Source information
+++

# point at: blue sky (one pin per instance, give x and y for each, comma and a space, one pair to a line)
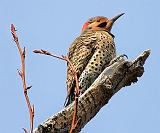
53, 25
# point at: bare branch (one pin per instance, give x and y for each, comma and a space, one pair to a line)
22, 75
120, 74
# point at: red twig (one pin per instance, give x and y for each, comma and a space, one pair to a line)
65, 58
22, 75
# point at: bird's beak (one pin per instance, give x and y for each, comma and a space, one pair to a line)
116, 17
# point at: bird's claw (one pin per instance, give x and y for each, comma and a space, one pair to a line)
118, 58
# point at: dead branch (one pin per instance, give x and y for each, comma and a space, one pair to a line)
120, 74
74, 123
22, 75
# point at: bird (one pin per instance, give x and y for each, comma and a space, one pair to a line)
90, 53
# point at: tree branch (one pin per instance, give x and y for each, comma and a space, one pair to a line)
120, 74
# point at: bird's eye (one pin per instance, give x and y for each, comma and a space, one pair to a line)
102, 24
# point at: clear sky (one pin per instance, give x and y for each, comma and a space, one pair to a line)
53, 25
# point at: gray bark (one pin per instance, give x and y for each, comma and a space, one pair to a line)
120, 74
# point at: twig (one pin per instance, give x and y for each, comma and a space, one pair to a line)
22, 75
65, 58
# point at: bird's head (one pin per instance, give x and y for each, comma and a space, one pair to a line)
100, 23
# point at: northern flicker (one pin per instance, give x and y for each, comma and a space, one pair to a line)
90, 53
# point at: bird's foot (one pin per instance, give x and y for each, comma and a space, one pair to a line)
118, 58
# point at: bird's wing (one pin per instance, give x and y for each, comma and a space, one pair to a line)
79, 54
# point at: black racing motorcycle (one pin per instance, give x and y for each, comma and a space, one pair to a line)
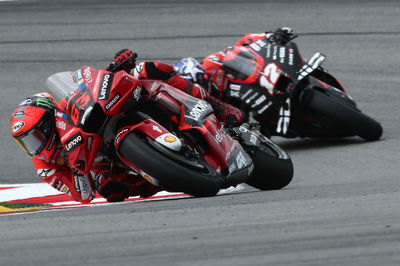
289, 96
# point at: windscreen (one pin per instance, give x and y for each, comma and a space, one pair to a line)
62, 84
242, 66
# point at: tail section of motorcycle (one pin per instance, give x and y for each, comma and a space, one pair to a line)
194, 155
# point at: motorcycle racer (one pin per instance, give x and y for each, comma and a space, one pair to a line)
215, 79
33, 127
125, 60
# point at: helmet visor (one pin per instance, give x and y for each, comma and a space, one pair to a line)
35, 140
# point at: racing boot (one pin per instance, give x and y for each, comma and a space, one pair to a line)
225, 112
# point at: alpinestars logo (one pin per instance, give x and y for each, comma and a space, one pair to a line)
43, 173
75, 141
198, 109
105, 86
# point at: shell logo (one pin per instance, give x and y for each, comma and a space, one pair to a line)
170, 139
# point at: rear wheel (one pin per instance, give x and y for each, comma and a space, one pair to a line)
273, 168
345, 117
174, 170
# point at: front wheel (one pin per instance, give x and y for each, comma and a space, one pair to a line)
174, 171
273, 168
345, 117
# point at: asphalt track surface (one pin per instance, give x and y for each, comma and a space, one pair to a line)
342, 207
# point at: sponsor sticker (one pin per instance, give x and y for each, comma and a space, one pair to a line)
113, 101
17, 126
105, 86
43, 173
198, 109
74, 142
170, 139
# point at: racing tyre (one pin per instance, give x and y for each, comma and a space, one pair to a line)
273, 168
173, 170
344, 116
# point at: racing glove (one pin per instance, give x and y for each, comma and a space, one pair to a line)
125, 60
282, 36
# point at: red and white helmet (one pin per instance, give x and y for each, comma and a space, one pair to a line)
32, 123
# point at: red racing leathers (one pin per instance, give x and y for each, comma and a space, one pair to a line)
212, 63
107, 178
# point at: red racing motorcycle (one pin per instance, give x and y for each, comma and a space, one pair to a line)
171, 139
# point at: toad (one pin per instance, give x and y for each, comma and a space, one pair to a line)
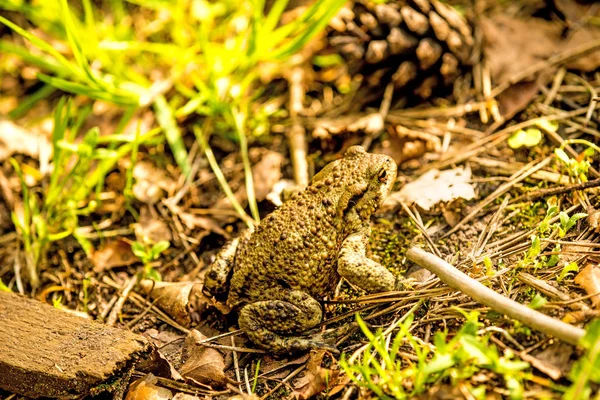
276, 275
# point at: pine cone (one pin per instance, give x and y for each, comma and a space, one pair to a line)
419, 45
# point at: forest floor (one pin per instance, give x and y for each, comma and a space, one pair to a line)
137, 138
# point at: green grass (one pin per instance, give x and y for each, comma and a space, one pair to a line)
451, 360
208, 57
79, 167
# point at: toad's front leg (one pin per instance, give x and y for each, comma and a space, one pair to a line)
272, 324
361, 271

+++

Work order
Where an entry includes an image, leave that image out; otherwise, reproduce everything exactly.

Response area
# point at: blue sky (one pin per instance, give x and y for each, comma and a space, one pair to a line)
53, 25
# point at: bare branch (one pin per instance, give x and y for each, comma and a space, one pair to a line)
22, 75
120, 74
# point at: red twig (one pin per instance, give x and y for each, comma and a space, one pair to a line)
65, 58
22, 75
# point at: bird's beak (one pin per instance, give x and y for each, comma and a space, one pair to a line)
116, 17
# point at: bird's claw (one pin per instance, give x and y for each, comma and a space, one pair to a line)
118, 58
# point at: dead branch (one pin per instance, give x and y for each, comma and a space, one pair to a line)
120, 74
74, 123
22, 75
# point at: bird (one pin per instance, give x and y for each, comma and a space, one pair to a line)
90, 53
# point at: tree branch (one pin per instance, give x and y for each, comma and a space, one pair to a line)
120, 74
# point at: bird's eye (one pin per instance, give x and y for each, comma and a space, one pair to a line)
102, 24
# point at: clear sky (one pin per instance, give x and y for each, comma and a space, one pair to a line)
53, 25
# point at: gray bark (one pin per instance, give x and y for each, comma and a space, one pair to a line)
120, 74
# point at: twig (one pin per instance, give x and y for each, comma and a space, one pair to a line)
22, 75
65, 58
# point at: bird's head (one pin per instance, give x and y for each, comma and a space, one pair to a line)
100, 23
# point at: northern flicker (one pin per instance, give x and y for each, comma and a space, one pair to a line)
90, 53
# point at: bird's foot (one pin per instance, give x and y for each, comma and a space, one pair to a line)
118, 58
# point at: bird's wing (one pin per instance, give x and y for each, comma and a space, one pair to a line)
79, 54
# point at: black racing motorcycle (one pin per instance, give x and y for each, comma and a space, one pair to a line)
289, 96
# point at: windscreen (one pin per instance, give x and y for each, comma and a space, one pair to a line)
62, 84
242, 66
# point at: tail section of motorcycle (one pin per instance, give x and y for each, comma and a space, one pair to a line)
194, 155
# point at: motorcycle racer (one pin per instance, give x and y for each, comma and a space, one pair to a line)
215, 79
33, 127
125, 60
# point at: helmet visor (one pin per instance, give x and y for each, comma and a space, one pair to a line)
35, 140
# point at: racing boot (one pin per instance, give x and y for each, comma and a space, one pair to a line)
225, 112
# point at: alpinestars logo (one pin per instance, give x and y for each, comma and a space, one pair to a line)
43, 173
75, 141
198, 109
105, 86
# point at: shell logo (one pin per instance, give x and y for each, comma and a space, one pair to a line)
170, 139
# point at: rear wheel (one pin per instance, give x and y for each, comma and a space, one pair to a line)
273, 168
345, 117
174, 170
# point at: front wheel (one pin per instance, give x and y for each, comma and a space, one pair to a line)
174, 171
273, 168
345, 117
# point at: asphalt track surface (one pin per instance, give x and y for each, comma and a space, one pair to a line)
342, 207
# point at: sponsor sticker (one pin per instance, give x and y for each, comma and a space, one pair to a line)
113, 101
17, 126
105, 86
43, 173
198, 109
74, 142
170, 139
# point at: racing tyre (one pin per instance, give x and y for each, comma and a space, one pair to a line)
273, 168
173, 170
344, 116
# point at: racing glove (one pin per instance, give x and y for each, comma and a space, one pair to a line)
125, 60
282, 36
# point at: red and white helmet (one pin per instance, give x and y for each, comma and a space, one pair to a line)
32, 123
# point at: red racing leathers (one pin per instance, give x and y for each, comma and a space, one pair to a line)
212, 63
107, 178
# point at: red racing motorcycle (one pin per instance, give x and y for each, comma and a space, one pair to a line)
171, 139
# point at: toad (one pin per instance, give x and y for each, comma and a space, one pair to a line)
276, 275
# point at: pine cone (one pin per instance, give x and y for each, comma and a space, one pair to a line)
419, 45
# point at: forest floor (one pin per instance, give x and y for each, comma and a space, one pair to a line)
137, 138
# point at: green grass (one pin per instance, give x and y for each, comma and a space, one pair to a line)
451, 360
208, 57
79, 167
# point at: toad's front leg (one pin per instance, give x and y for each, comma and a space, one pair to a line)
272, 324
361, 271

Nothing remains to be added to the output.